## Text extract:
——

I think your problem is that you don't fully understand recursion. At least that's what it sounds like from your desription of the question.
Anyway, I've tried to simply follow your program by keeping a trace of all variables. Hope this helps:
arr left right i j pivot
----------------- ------- -------- ------- ----- ----------
[10,5,3,22,11,2] 0 5
0 5 arr[2] = 3
[2,5,3,22,11,10] 1 4
3
2
[2,3,5,22,11,10] 2 1
The while loop has finished because i<=j is now false (2 > 1).
The first condition left < j (0 < 1) is true, so you call quicksort again recursively: quicksort(arr, 0, 1) - which means you now sort the array [2,3] which is already sorted, so nothing will happen:
arr left right i j pivot
----------------- ------- -------- ------- ----- ----------
[2,3,5,22,11,10] 0 1
0 1 arr[0] = 2
0
[2,3,5,22,11,10] 1 -1
The while loop condition is now false. The first condition left < j is false as well (because 0 > -1) and the second condition i < right is also false (because 1 == 1) So this call is finished and you return to where you were. Were was that? The first condition of the table above. The state of variables and parameters is now:
arr left right i j pivot
----------------- ------- -------- ------- ----- ----------
[10,5,3,22,11,2] 0 5 2 1 3
The second condition is checked (as it is the next line executed). Its value is also true since the condition is i < right (2 < 5). So you now do quicksort again recursively: quicksort(arr, 2, 5) - which means you now sort the array [3,22,11,10]:
arr left right i j pivot
----------------- ------- -------- ------- ----- ----------
[2,3,5,22,11,10] 2 5
2 5 arr[3] = 22
3
[2,3,5,10,11,22] 4 4
5
i > j now so we exit the while loop.

——

## Objectives:
1. Decide whether each statement agrees with the quicksort trace, answering yes or no and quoting the words from it that settle the matter. (a) The call quicksort(arr, 0, 1) sorts an array that is already sorted. (b) After returning from that call, the second condition turns out to be false. (c) The first while loop ends because i<=j becomes false.
2. Reproduce word for word the passage of the quicksort trace that begins at the words "Anyway, I've tried" and stops after the words "false (2 > 1).".

——

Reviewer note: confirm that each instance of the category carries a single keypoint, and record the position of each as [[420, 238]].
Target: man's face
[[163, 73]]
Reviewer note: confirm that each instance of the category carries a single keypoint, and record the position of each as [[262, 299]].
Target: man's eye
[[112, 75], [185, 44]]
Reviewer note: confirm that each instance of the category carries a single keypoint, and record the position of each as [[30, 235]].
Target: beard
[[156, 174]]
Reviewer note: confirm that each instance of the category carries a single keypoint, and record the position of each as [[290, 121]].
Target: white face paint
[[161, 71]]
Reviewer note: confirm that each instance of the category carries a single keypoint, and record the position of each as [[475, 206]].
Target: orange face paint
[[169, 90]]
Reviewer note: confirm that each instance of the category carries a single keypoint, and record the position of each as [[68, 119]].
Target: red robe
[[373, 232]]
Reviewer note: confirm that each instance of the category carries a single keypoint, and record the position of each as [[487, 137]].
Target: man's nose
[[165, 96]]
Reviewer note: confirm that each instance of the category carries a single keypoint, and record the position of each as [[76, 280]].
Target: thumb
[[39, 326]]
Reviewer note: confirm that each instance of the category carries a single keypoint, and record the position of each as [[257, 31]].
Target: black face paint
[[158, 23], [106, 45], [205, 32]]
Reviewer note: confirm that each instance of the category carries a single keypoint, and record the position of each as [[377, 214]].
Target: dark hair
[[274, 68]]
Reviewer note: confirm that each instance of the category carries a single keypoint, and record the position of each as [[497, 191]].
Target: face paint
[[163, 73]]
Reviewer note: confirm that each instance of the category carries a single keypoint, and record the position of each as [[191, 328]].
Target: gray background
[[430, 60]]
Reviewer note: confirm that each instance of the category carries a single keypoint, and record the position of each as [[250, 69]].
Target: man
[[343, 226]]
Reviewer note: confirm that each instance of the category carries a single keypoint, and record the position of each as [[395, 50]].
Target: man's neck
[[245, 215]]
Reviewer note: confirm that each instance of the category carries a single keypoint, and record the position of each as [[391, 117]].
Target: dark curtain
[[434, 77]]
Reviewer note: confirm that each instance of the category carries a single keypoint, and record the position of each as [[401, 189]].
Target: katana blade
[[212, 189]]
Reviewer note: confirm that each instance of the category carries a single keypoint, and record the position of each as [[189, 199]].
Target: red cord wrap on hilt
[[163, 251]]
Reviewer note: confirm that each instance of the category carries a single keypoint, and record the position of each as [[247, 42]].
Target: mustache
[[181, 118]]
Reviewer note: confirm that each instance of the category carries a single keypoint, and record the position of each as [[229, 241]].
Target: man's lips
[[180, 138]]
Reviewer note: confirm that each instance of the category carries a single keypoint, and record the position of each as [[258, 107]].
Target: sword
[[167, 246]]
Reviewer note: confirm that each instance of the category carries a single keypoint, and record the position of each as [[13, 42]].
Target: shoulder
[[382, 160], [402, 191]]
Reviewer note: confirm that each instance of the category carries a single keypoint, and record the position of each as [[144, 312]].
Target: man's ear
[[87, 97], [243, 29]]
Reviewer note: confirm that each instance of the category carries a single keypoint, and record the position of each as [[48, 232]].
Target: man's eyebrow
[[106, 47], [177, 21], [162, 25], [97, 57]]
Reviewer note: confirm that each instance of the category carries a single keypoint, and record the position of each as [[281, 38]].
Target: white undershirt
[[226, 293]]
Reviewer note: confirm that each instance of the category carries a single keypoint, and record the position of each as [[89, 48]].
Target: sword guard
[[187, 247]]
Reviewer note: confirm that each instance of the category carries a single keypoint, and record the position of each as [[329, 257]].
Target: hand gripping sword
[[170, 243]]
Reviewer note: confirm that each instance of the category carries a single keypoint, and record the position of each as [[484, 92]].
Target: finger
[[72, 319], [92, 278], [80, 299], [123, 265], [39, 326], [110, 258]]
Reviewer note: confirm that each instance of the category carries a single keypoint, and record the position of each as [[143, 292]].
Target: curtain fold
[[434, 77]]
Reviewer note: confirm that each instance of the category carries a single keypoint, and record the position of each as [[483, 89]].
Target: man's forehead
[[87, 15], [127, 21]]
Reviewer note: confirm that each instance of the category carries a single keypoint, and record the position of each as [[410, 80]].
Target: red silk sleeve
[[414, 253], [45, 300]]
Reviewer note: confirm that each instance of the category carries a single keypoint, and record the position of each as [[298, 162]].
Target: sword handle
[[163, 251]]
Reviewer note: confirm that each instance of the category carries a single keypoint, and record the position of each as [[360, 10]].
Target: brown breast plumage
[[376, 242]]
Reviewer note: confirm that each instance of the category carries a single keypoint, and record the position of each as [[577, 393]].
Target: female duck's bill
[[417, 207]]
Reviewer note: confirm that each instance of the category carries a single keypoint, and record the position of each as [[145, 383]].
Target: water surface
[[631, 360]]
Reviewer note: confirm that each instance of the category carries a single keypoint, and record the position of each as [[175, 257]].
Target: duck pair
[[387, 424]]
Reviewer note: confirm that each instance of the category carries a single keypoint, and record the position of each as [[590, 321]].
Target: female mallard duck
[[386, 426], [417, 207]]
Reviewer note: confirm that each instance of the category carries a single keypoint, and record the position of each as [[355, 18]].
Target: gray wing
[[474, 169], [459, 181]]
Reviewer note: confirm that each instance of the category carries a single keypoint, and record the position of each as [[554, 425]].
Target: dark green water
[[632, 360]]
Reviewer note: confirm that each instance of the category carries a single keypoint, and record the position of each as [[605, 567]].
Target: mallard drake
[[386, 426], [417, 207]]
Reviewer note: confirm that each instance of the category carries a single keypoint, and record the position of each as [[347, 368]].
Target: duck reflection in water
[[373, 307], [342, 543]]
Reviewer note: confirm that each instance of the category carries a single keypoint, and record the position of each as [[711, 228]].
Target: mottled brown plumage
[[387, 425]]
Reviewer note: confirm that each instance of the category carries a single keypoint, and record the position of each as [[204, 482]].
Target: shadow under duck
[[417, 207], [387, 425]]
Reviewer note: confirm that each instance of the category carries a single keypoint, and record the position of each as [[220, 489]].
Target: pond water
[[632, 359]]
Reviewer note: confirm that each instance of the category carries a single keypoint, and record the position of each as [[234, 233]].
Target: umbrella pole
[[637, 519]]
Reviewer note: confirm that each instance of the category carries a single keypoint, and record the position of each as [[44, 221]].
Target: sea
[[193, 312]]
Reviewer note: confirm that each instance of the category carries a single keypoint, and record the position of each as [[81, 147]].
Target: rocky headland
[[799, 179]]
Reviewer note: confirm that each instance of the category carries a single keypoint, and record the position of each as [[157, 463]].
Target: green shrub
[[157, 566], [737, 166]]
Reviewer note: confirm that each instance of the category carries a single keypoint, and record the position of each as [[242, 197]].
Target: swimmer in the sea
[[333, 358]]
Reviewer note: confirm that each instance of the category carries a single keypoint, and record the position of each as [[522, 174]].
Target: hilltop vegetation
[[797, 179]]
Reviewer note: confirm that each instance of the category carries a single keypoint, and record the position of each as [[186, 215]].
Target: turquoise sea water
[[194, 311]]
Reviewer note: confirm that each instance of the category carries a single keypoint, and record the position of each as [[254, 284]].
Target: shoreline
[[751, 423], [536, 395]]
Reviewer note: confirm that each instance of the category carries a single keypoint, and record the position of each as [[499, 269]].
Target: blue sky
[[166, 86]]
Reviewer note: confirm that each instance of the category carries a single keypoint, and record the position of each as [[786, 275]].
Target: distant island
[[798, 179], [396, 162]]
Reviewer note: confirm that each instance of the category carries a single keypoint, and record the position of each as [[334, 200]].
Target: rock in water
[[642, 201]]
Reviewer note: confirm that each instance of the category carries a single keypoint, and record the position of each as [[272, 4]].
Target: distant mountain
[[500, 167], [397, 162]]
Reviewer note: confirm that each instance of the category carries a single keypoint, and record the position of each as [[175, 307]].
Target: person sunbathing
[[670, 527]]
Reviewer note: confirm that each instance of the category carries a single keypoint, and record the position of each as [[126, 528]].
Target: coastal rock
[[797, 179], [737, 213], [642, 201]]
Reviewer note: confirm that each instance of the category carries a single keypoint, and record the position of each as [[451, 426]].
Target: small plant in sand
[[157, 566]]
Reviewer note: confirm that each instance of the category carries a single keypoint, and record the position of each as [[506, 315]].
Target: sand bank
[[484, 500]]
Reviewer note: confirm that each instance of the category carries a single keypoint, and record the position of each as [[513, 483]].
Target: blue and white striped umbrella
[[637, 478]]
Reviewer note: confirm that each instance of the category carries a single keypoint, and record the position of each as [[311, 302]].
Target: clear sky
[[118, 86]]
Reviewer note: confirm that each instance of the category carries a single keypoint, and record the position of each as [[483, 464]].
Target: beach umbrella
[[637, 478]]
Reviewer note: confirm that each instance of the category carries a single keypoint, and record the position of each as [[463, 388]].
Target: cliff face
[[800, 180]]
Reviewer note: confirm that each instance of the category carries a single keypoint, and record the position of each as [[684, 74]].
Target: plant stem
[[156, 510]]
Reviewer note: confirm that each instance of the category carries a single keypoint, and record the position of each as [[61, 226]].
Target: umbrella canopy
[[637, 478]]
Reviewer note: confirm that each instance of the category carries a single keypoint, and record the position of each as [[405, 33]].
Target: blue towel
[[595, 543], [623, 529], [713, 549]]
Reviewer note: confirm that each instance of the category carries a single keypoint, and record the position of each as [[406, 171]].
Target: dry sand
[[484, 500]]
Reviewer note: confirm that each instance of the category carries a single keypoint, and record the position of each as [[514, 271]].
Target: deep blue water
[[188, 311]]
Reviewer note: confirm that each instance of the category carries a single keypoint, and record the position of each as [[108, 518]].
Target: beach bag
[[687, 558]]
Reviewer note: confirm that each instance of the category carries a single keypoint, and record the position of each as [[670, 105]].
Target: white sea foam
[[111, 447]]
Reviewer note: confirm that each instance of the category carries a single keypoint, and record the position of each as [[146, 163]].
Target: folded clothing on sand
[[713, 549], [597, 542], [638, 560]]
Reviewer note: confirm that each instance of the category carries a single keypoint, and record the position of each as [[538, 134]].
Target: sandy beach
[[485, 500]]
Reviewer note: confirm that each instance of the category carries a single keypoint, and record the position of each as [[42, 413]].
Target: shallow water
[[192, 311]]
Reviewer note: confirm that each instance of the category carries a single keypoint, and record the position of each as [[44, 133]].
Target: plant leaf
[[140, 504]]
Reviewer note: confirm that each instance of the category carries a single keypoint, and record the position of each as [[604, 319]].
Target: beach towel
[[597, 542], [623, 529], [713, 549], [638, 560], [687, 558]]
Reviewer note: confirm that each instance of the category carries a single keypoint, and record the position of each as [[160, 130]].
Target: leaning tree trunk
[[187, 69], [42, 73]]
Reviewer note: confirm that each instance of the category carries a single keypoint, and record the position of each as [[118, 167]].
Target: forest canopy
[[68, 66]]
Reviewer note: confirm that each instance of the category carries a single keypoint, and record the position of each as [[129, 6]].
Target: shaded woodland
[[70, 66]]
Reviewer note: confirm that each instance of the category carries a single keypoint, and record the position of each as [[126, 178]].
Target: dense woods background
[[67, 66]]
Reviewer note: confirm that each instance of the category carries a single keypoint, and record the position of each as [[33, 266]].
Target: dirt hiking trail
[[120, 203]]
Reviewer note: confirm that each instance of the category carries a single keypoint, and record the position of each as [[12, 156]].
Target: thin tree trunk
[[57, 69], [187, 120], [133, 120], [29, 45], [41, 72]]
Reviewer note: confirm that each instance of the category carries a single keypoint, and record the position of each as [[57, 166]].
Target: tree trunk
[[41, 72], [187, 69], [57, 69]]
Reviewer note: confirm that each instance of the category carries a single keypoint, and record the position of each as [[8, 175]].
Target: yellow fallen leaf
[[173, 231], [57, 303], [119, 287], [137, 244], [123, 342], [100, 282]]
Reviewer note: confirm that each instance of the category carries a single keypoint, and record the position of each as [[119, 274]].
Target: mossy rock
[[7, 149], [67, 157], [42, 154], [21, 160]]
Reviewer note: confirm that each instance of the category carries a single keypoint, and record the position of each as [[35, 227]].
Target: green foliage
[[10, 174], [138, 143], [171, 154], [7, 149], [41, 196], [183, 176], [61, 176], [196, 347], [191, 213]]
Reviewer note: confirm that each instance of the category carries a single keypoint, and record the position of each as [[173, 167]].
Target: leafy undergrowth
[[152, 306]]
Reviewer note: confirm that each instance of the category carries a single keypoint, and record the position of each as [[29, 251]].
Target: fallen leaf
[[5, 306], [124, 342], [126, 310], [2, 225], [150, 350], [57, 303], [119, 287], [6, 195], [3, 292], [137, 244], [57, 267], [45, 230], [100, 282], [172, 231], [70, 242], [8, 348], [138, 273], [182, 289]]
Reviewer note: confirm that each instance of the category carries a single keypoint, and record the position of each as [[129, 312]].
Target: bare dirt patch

——

## List of solutions:
1.
(a) Yes: "quicksort(arr, 0, 1) - which means you now sort the array [2,3] which is already sorted, so nothing will happen"
(b) No: "Its value is also true since the condition is i < right (2 < 5)."
(c) Yes: "The while loop has finished because i<=j is now false (2 > 1)."

2.
Anyway, I've tried to simply follow your program by keeping a trace of all variables. Hope this helps:
arr left right i j pivot
----------------- ------- -------- ------- ----- ----------
[10,5,3,22,11,2] 0 5
0 5 arr[2] = 3
[2,5,3,22,11,10] 1 4
3
2
[2,3,5,22,11,10] 2 1
The while loop has finished because i<=j is now false (2 > 1).